Task statement
Nothing may be changed. Give the entries below again exactly.

++++

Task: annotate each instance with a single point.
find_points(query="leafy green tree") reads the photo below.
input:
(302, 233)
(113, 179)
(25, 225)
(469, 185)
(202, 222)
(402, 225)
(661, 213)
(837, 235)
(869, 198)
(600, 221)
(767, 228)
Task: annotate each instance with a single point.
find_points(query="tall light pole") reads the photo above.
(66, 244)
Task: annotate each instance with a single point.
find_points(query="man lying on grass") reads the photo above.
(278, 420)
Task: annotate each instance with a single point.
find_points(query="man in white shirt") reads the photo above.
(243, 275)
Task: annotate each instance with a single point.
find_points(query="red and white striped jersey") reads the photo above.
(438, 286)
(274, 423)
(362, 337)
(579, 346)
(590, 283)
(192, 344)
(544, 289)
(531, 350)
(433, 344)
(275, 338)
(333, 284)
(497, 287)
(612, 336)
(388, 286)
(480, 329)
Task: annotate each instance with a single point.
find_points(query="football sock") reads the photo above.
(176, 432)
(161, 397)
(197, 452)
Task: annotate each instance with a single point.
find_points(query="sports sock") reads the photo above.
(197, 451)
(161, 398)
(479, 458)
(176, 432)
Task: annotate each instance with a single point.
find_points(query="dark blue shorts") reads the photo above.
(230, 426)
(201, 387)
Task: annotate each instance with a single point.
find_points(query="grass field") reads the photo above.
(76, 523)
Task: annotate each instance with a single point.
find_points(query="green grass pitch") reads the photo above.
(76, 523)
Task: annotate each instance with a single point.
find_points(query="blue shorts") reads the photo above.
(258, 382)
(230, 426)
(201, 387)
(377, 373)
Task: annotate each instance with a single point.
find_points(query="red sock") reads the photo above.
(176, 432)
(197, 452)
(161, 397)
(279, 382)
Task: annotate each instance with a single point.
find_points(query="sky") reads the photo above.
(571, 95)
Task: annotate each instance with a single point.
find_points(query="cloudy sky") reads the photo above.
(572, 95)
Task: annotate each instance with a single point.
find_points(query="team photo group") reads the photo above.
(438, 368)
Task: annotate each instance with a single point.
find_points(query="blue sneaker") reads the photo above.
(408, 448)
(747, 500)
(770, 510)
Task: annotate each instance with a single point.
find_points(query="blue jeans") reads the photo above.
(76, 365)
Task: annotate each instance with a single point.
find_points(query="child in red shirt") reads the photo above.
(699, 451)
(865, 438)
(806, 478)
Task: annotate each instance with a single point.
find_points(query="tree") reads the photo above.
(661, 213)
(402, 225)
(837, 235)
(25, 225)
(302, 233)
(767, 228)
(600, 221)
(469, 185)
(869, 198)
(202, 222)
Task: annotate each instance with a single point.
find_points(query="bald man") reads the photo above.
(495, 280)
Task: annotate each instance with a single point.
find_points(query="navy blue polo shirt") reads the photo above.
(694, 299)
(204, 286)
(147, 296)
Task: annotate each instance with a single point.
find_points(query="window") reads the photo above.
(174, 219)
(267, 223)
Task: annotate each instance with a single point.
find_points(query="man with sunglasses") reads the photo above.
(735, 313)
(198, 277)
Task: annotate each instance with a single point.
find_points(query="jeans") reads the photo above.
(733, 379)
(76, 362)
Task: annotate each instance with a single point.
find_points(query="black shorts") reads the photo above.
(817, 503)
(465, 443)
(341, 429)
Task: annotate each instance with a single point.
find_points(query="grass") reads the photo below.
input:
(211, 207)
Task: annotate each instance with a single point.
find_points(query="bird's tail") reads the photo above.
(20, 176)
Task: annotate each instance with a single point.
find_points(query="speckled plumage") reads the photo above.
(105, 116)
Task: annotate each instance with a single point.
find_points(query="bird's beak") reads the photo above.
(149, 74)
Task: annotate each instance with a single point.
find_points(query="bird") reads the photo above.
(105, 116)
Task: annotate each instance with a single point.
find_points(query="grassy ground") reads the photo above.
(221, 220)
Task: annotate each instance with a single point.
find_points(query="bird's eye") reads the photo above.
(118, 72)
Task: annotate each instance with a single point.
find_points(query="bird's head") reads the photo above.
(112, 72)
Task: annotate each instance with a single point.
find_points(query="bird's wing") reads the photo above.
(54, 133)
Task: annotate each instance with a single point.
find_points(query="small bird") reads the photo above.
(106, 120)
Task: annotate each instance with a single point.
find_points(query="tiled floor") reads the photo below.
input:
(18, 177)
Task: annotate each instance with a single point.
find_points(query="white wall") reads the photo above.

++++

Result for this task
Task: annotate each instance with a single point.
find_points(query="leafy green tree") reads the photo below.
input:
(302, 233)
(113, 179)
(25, 225)
(469, 185)
(202, 222)
(402, 225)
(661, 213)
(837, 235)
(869, 198)
(600, 221)
(767, 228)
Task: annotate each instance with a single point.
find_points(query="tall light pole") reads the photo above.
(66, 244)
Task: annotate each instance with a single point.
find_points(query="man lying on grass") reads the photo above.
(278, 420)
Task: annotate each instance with a single point.
find_points(query="man in white shirt") reads the photo above.
(243, 275)
Task: annotate each instance with a single point.
find_points(query="red and white striped jersey") reads the photo above.
(438, 286)
(274, 423)
(362, 337)
(579, 346)
(590, 283)
(192, 344)
(544, 289)
(531, 350)
(433, 344)
(275, 338)
(333, 284)
(497, 287)
(612, 336)
(388, 286)
(480, 329)
Task: annotate each instance with a single point.
find_points(query="football sock") reads the photo above.
(176, 432)
(161, 397)
(197, 452)
Task: annotate each instance with a single point.
find_points(query="sports sock") reads the photo above.
(197, 451)
(161, 398)
(479, 458)
(176, 432)
Task: annotate each instance with a single point.
find_points(query="dark blue shorts") reads the photo above.
(230, 426)
(201, 387)
Task: annotate each instance with a single point.
find_points(query="grass field") reads the photo above.
(76, 523)
Task: annotate each instance with a single point.
find_points(query="green grass pitch") reads the photo above.
(76, 523)
Task: annotate each instance with a single point.
find_points(query="blue shorts") reads the photo above.
(258, 382)
(230, 426)
(201, 387)
(377, 373)
Task: annotate each instance with a single point.
find_points(query="red sock") reads the photo above.
(176, 432)
(197, 452)
(161, 397)
(279, 382)
Task: annotate each instance with a single point.
find_points(query="sky") reads the photo above.
(571, 95)
Task: annotate each instance with a single point.
find_points(query="cloudy sky") reads the photo above.
(572, 95)
Task: annotate each instance with a single point.
find_points(query="team photo group") reads the photo above.
(438, 368)
Task: annotate each instance with a single point.
find_points(query="blue sneaker") reads the photo above.
(408, 448)
(747, 500)
(770, 510)
Task: annotate each instance with a single point.
find_points(query="blue jeans") reads the photo above.
(76, 365)
Task: annotate each instance with a single point.
find_points(query="child in red shirt") reads the photo above.
(699, 451)
(865, 438)
(806, 478)
Task: annotate each instance with a single point.
find_points(query="tree") reads the photo above.
(661, 213)
(402, 225)
(837, 235)
(25, 225)
(302, 233)
(767, 228)
(600, 221)
(469, 185)
(869, 198)
(202, 222)
Task: annotate each instance with a single point.
find_points(query="bald man") reads the photo above.
(495, 280)
Task: annotate each instance with a single point.
find_points(query="navy blue polo shirt") reads the photo above.
(694, 299)
(204, 286)
(147, 296)
Task: annotate each instance with a single point.
find_points(query="window") reads the photo above.
(174, 219)
(267, 223)
Task: annotate each instance with a single point.
find_points(query="man with sunglasses") reads the photo above.
(735, 313)
(198, 277)
Task: annotate each instance with a single point.
find_points(query="jeans") reads the photo above.
(733, 379)
(76, 362)
Task: annotate each instance with a single point.
find_points(query="black shorts") reads the photo above.
(817, 503)
(465, 443)
(341, 429)
Task: annotate each instance with a single point.
find_points(query="grass") reads the photo below.
input:
(211, 207)
Task: annotate each instance with a single point.
find_points(query="bird's tail") reads the photo above.
(20, 176)
Task: annotate each instance with a single point.
find_points(query="speckled plumage") reads the photo above.
(105, 116)
Task: annotate each instance with a single point.
find_points(query="bird's beak") reads the photo above.
(149, 74)
Task: annotate each instance with a single point.
find_points(query="bird") reads the photo above.
(105, 116)
Task: annotate each instance with a single point.
find_points(query="grassy ground") reads the photo above.
(221, 220)
Task: annotate each instance with a single point.
find_points(query="bird's eye") reads the photo above.
(118, 72)
Task: annotate each instance with a single point.
find_points(query="bird's head") reads the photo above.
(112, 72)
Task: annotate each instance with a single point.
find_points(query="bird's wing") reads the photo above.
(54, 133)
Task: annotate each instance with a single point.
find_points(query="small bird") reads the photo above.
(106, 120)
Task: annotate each instance with a single point.
find_points(query="tiled floor") reads the photo below.
input:
(18, 177)
Task: annotate each instance with a single point.
find_points(query="white wall") reads the photo above.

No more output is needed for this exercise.